Lay out every line of the material below as a Markdown table with two columns, Row and Text, giving each line its row number and leaving out blank lines.

> [Material provided]
↓↓↓
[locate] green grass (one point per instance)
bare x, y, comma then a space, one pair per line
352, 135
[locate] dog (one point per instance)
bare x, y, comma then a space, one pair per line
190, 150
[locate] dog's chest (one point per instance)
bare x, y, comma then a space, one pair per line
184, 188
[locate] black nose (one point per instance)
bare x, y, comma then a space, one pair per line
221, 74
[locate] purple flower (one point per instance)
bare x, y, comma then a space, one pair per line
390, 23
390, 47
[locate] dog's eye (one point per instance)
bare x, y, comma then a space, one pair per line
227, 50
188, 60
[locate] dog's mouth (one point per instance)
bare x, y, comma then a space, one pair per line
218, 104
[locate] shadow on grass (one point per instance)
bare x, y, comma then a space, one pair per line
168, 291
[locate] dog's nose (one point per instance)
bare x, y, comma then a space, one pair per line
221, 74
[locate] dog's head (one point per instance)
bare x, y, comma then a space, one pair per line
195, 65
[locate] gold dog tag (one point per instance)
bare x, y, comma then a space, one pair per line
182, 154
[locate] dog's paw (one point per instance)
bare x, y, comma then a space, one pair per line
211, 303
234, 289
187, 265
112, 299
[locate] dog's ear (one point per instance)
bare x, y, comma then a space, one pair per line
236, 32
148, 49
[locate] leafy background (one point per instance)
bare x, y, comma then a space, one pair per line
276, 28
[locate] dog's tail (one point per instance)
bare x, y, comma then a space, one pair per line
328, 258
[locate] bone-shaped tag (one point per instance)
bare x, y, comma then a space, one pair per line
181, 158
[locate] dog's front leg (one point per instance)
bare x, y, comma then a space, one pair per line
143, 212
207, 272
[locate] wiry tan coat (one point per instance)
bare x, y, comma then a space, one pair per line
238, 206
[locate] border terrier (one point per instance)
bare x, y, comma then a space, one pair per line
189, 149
↑↑↑
> [Solution to the exercise]
| Row | Text |
|---|---|
| 1 | [locate] green grass (one point per instance) |
| 2 | bare x, y, comma then a space, one pair per line |
| 3 | 352, 135 |
| 4 | [locate] dog (one point per instance) |
| 5 | bare x, y, comma then a space, one pair per line |
| 6 | 190, 150 |
| 7 | [locate] dog's chest (one point per instance) |
| 8 | bare x, y, comma then a space, one pair per line |
| 9 | 184, 188 |
| 10 | [locate] black nose (one point per instance) |
| 11 | bare x, y, comma then a space, one pair per line |
| 12 | 221, 74 |
| 13 | [locate] purple flower (one point per instance) |
| 14 | bare x, y, comma then a space, one pair per line |
| 15 | 390, 23 |
| 16 | 390, 47 |
| 17 | [locate] dog's eye (one point per instance) |
| 18 | bare x, y, comma then a space, one pair per line |
| 19 | 227, 50 |
| 20 | 188, 60 |
| 21 | [locate] dog's mouth (one point per instance) |
| 22 | bare x, y, comma then a space, one pair per line |
| 23 | 218, 104 |
| 24 | [locate] shadow on grass (one point per instance) |
| 25 | bare x, y, comma then a space, one pair per line |
| 26 | 168, 291 |
| 27 | [locate] dog's nose (one point per instance) |
| 28 | bare x, y, comma then a space, one pair per line |
| 29 | 221, 74 |
| 30 | [locate] dog's head (one point per instance) |
| 31 | bare x, y, comma then a space, one pair per line |
| 32 | 195, 65 |
| 33 | [locate] gold dog tag (one point per instance) |
| 34 | bare x, y, comma then a space, one pair per line |
| 35 | 182, 154 |
| 36 | [locate] dog's paw (one point per instance) |
| 37 | bare x, y, comma then a space, one pair per line |
| 38 | 211, 303 |
| 39 | 234, 289 |
| 40 | 187, 265 |
| 41 | 112, 299 |
| 42 | [locate] dog's ear (one point per instance) |
| 43 | bare x, y, comma then a space, one pair per line |
| 44 | 236, 32 |
| 45 | 148, 49 |
| 46 | [locate] leafy background (one point per instance) |
| 47 | bare x, y, comma then a space, one pair per line |
| 48 | 276, 28 |
| 49 | [locate] dog's tail (one point per instance) |
| 50 | bare x, y, comma then a space, one pair per line |
| 51 | 328, 258 |
| 52 | [locate] bone-shaped tag (one point per instance) |
| 53 | bare x, y, comma then a space, one pair per line |
| 54 | 181, 158 |
| 55 | [locate] dog's front leg (one point per instance) |
| 56 | bare x, y, comma then a space, one pair per line |
| 57 | 143, 212 |
| 58 | 207, 272 |
| 59 | [locate] wiry tan coat (one point per instance) |
| 60 | bare x, y, comma then a space, one pair per line |
| 61 | 238, 206 |
| 62 | [locate] border terrier (one point per instance) |
| 63 | bare x, y, comma then a space, one pair per line |
| 64 | 189, 149 |